§ TEXT PASSAGE
━━━━

# Best book on clicker training?



## Kaylee (Jun 11, 2011)

I just want basics of clicker training and basic manners. 
I have seen some stuff posted here already, but if there were book suggestions I must have missed them.

I think clicker training sounds like a fun and fairly easy way to get started training, and sometime before I get my dog I would like to learn about it. 
Plus, I can practice on chickens...

I know a lot of people use this with poodles, what books helped you the most?


----------



## Countryboy (May 16, 2011)

Clicker training will be a 'this winter's project' when I get the new dog. I talked to our club 'training expert' yesterday and she recommends this site to learn most of the basics. 

Karen Pryor's Clicker Training Library

I've not read her books yet but maybe someone else here can give u a review of them.


----------



## Kaylee (Jun 11, 2011)

Thank you! I'll check that out.


----------



## JE-UK (Mar 10, 2010)

Karen Pryor is the Goddess Of Clicker Training, and writes in a very accessible style. You can't go wrong.

If you want immediate gratification, there are a couple of very good clicker trainers who post training videos on Youtube; search on Kikopup and Tab289.

Good luck and let us know how you get on. My dog LOVES it when the clicker comes out!


----------



## Kaylee (Jun 11, 2011)

━━━━

(Point labeling dataset excerpts)
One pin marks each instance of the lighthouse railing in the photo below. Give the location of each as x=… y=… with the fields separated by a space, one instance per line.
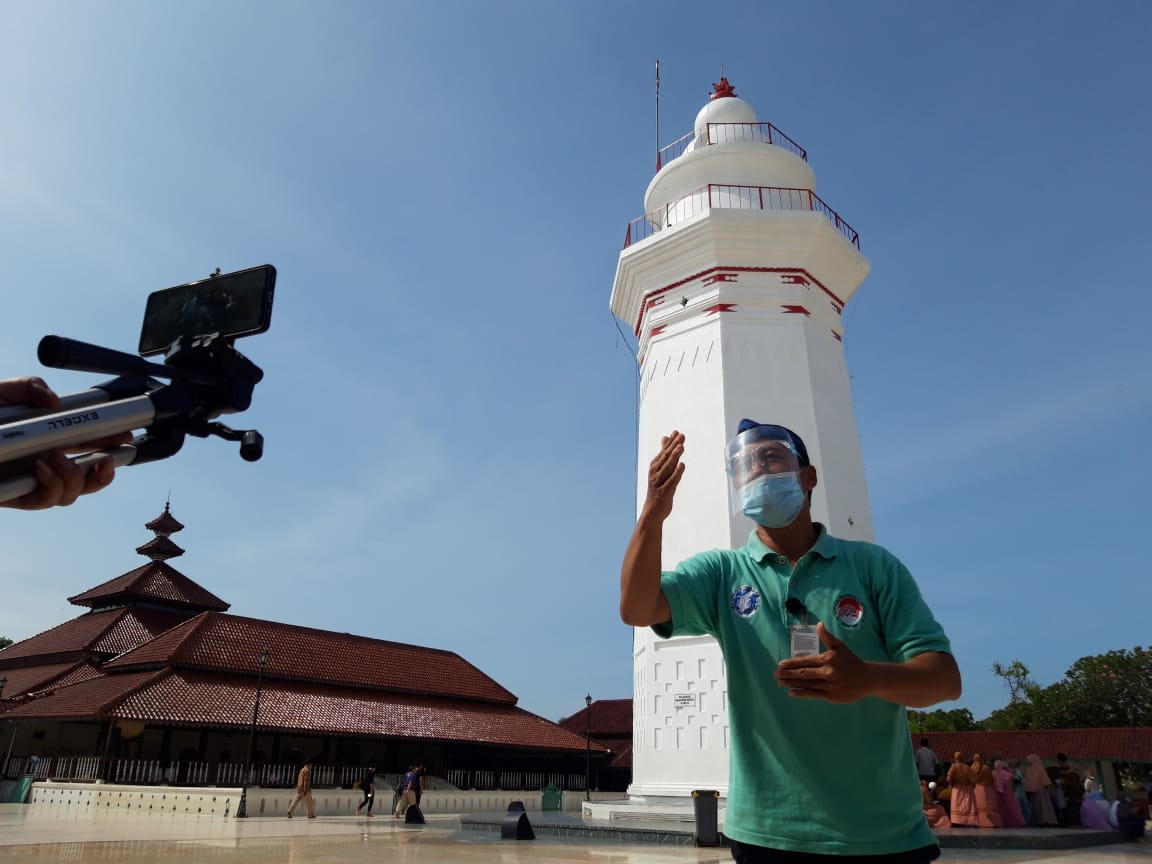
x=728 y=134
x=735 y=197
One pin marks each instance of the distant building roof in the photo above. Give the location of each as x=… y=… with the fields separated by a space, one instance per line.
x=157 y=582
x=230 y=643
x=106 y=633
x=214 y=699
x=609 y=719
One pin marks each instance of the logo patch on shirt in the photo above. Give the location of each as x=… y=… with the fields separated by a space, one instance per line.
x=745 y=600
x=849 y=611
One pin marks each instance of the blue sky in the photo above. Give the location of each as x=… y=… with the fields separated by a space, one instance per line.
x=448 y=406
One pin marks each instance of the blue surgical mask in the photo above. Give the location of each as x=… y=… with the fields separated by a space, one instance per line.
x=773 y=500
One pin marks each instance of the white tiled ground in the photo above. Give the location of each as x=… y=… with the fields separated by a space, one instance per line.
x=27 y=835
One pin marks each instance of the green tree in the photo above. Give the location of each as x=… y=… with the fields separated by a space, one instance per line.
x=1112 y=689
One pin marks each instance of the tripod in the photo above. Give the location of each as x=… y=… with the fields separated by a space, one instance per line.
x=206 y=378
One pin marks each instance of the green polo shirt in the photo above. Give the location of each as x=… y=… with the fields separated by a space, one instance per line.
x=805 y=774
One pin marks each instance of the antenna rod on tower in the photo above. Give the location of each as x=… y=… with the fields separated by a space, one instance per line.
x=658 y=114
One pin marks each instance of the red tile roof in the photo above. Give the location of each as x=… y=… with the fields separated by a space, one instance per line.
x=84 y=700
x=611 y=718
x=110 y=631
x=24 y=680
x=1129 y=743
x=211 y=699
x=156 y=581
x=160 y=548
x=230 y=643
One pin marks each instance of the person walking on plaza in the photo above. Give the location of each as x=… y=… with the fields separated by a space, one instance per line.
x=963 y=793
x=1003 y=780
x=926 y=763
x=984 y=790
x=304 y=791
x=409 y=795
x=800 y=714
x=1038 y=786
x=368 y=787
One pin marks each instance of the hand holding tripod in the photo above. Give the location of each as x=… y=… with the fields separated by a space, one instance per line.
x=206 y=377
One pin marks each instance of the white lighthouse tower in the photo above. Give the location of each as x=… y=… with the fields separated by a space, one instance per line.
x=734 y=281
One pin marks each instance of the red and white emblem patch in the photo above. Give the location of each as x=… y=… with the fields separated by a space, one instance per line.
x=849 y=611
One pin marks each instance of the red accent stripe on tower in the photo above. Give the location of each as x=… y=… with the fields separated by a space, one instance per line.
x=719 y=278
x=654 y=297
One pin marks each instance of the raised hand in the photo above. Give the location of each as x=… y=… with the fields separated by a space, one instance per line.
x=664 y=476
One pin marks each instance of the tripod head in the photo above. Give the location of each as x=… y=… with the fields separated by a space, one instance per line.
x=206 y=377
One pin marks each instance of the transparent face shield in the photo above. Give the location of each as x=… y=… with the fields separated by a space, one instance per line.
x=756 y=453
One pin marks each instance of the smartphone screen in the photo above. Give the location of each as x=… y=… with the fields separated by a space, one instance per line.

━━━━

§ TASKS TO COMPLETE
1. Answer these questions about the clicker training thread:
(a) What does Kaylee say she can practice on?
(b) What resource does the club's "training expert" recommend to Countryboy for learning the basics?
(c) Which two names does JE-UK suggest searching on YouTube?
2. Copy word for word the stretch of the clicker training thread from "Karen Pryor's Clicker" through "check that out.".

§ PER-TASK OUTPUTS
1.
(a) Chickens.
(b) Karen Pryor's Clicker Training Library.
(c) Kikopup and Tab289.

2.
Karen Pryor's Clicker Training Library

I've not read her books yet but maybe someone else here can give u a review of them.


----------



## Kaylee (Jun 11, 2011)

Thank you! I'll check that out.